DOCUMENT EXTRACT

Would having a significant portion each half hour's wage determined by the fickle opinions and moods of some customer you may never see again improve your job performance? Even if you answered yes, would that paradigm make you feel better about your job?

Porter explains what happened after abolishing tipping at his restaurant:
When we switched from tipping to a service charge, our food improved, probably because our cooks were being paid more and didn't feel taken for granted. In turn, business improved, and within a couple of months, our server team was making more money than it had under the tipped system. The quality of our service also improved. In my observation, however, that wasn't mainly because the servers were making more money (although that helped, too). Instead, our service improved principally because eliminating tips makes it easier to provide good service.
Why did it work this way at Porter's restaurant? Because workers had predictability in the pay they received for their jobs, which is how it pretty much works for all other employees in America. Also, workers negotiated their pay with their employer, not with countless third parties passing through their work stations. Better service occurs when workers are happier and more satisfied, not when they are operating under the fear of underpayment caused by circumstances beyond their control.

Both Palmer and Porter explain how tipping encourages racist and sexist behavior toward customers that are outside of the middle aged white guy genre, the people servers favor because it is well established that they pay the best tips. Both authors describe how tipping is bad for restaurants because of disincentives caused by tip sharing, legal problems caused by a morass of confusing federal and state policies, and incentives to engage in shoddy employment practices.

Dataset records:
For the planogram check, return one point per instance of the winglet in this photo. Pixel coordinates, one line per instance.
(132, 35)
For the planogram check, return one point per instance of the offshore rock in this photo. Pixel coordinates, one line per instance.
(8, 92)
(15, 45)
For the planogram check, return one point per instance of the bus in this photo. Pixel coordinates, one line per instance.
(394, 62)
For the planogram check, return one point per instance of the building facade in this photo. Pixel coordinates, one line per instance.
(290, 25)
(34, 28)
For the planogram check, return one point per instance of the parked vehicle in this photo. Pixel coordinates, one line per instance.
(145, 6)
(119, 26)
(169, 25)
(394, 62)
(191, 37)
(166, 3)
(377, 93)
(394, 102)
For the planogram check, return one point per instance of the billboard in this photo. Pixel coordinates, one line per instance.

WHAT IS ASKED
A) In the excerpt on restaurant tipping, how did the server team's earnings change within a couple of months of the switch to a service charge?
B) Continue the excerpt on restaurant tipping from its final sentence.

ANSWER LIST
A) The server team was making more money than it had under the tipped system.

B)
So if we got rid of tipping, how would people express their pleasure or displeasure with their restaurant experiences? To me this seems like one of those proverbial stupid questions that teachers are fond of insisting are nonexistent. How do you express your feelings about your experience with the multitudes of other products and services you purchase? Why in the world should it be any different for the restaurants you patronize?

Clearly not everybody is on board with dumping the practice of tipping. Tracy Saelinger explains why in this Today article. Her examples of shoddy service rely on anecdotal rather than more empirical evidence. She does hover, make the salient point that tipping is probably "just too ingrained into our psyche." Maybe so.

Perhaps the best way to test this out would be for more restaurants to go tip free, Those that enjoy tipping could go to tipping restaurants and those that don't like tipping could patronize tip free restaurants. The market would eventually sort it out.

I would get rid of restaurant tipping if I could. Elizabeth Gunnison Dunn of Esquire would go further and outlaw the practice. I oppose such coercive approaches. But I can't just unilaterally decide to opt out of the culture of tipping without being a cheapskate jerk. So I will continue to tip while hoping for more restaurants to go tip free.